Work to do:
1 – Translate this sentence from the article on the Fairfax County teacher resident program into Spanish: "Coulter is already certified in middle school education and has out-of-state teaching experience."
2 – Write the next part of the article on the Fairfax County teacher resident program, picking up after its final sentence.

Supplied passage:
────

Fairfax Co. teacher resident program helping school system overcome staffing shortage

When a friend she exercises with informed her of an open teaching position at Fairview Elementary, Catherine Coulter’s long-term goal became a reality.

Coulter, a graduate Fairfax County Public Schools in Virginia, said she dreamed of eventually working in the county that gave her opportunities to be in band, chorus and the business organization DECA. So, when her friend offered to connect Coulter with Samantha Goldstein, principal of the Burke elementary school, she didn’t hesitate.

Now, Coulter is entering her first year teaching in Virginia’s largest school system as a teaching resident, a newly-created position aimed at placing qualified teachers in classrooms while they take the final steps toward receiving a specific certification. The county’s human resources department spearheaded the initiative.

For Coulter, that means becoming certified in elementary education while she teaches at Fairview Elementary.

Coulter is already certified in middle school education and has out-of-state teaching experience.

The new program could help the county fill remaining vacancies before the school year begins Aug. 22, and is one of many ways D.C. area jurisdictions are working to address staffing shortages.

Superintendent Michelle Reid previously said in a message to families at the end of July that the county had 97% of positions filled. Goldstein said with the addition of Coulter and another teaching resident, Fairview’s classroom positions are now fully staffed.

“Had we not been able to fill (the two) positions, then potentially those positions would have been left unfilled, filled by substitutes or other FCPS professionals coming out of different roles to fill those classroom positions,” Goldstein said.

────

Data supplied:
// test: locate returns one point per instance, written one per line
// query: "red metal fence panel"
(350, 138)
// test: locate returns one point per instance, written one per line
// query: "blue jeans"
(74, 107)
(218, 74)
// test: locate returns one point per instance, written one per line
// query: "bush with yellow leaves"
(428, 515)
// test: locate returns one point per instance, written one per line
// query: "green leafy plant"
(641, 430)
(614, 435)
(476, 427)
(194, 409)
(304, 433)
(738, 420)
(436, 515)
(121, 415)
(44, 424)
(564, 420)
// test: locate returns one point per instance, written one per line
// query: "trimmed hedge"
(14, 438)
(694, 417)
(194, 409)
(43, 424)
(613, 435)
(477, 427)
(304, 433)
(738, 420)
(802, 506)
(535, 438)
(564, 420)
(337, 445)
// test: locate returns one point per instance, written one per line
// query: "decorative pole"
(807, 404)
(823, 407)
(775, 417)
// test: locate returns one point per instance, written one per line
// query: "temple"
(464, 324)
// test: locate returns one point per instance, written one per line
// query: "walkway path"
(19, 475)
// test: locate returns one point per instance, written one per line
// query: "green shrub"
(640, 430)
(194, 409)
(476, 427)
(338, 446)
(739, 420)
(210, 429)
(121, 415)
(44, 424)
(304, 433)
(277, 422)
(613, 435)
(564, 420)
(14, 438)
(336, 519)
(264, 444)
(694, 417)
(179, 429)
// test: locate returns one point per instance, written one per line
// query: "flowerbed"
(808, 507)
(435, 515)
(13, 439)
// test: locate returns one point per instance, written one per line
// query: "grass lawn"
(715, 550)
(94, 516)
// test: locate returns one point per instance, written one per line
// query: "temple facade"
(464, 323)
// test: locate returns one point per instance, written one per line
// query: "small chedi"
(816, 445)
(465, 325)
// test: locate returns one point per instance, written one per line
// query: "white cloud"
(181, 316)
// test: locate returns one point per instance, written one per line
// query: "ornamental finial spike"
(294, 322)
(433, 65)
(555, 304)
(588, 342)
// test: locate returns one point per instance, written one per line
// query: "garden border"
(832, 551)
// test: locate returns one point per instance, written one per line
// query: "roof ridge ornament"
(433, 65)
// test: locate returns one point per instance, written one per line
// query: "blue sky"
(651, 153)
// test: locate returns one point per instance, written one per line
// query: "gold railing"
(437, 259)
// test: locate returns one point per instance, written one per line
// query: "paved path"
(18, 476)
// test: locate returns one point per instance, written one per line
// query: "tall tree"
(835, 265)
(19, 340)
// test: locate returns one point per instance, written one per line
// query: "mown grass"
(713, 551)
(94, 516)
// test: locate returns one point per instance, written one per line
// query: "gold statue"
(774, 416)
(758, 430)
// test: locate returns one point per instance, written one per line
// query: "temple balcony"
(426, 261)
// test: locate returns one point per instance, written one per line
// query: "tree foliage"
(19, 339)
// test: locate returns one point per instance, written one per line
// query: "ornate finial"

────

Answers for the exercise:
1 – Coulter ya cuenta con la certificación en educación de escuela intermedia y tiene experiencia docente fuera del estado.

2 –
Coulter, who graduated from Lake Braddock Secondary School in 2012, said the opportunity was appealing because she can provide students with impactful learning experiences inside and outside of the classroom. A Virginia Tech graduate, she hadn’t always planned on becoming a teacher, but enjoyed teaching in Baton Rouge, Louisiana, as part of Teach for America. She most recently taught in D.C.

“I want to continue to serve kids in our community,” Coulter said. “Even though we are working through some really challenging times, it is still important for me to show up every day, to bring my experience, bring my knowledge, to bring my love of teaching to them.”

The county’s teaching residents are paid about $48,000 annually, according to a job posting, and program participants are eligible to receive benefits.

Goldstein said the alternative to the program would be hiring teachers like Coulter to fill long-term substitute jobs, which don’t come with benefits.

“We have this national teacher shortage crisis and really needed to find some unique ways to bridge that gap for individuals who had been educated and maybe taught in different states or had different experiences working with children coming into Virginia,” Goldstein said, “and kind of building that gap of how can we bring them into FCPS with the background knowledge that they have?”

While there typically are teaching vacancies across the county, Goldstein said, “it wasn’t like what we’re experiencing in this current moment.”

A school system spokeswoman said a few hundred people attended a virtual information session about the program earlier this week. A teacher resident hiring event is planned from 4 p.m. to 7 p.m. Thursday.

Earlier this week, Montgomery County Public Schools superintendent Monifa McKnight said Maryland’s largest school system is 98% staffed but working to fill hundreds of vacant and full-time positions for teachers, support workers and bus drivers.

School officials in Loudoun County told the school board Tuesday night that the county is nearly 98% staffed.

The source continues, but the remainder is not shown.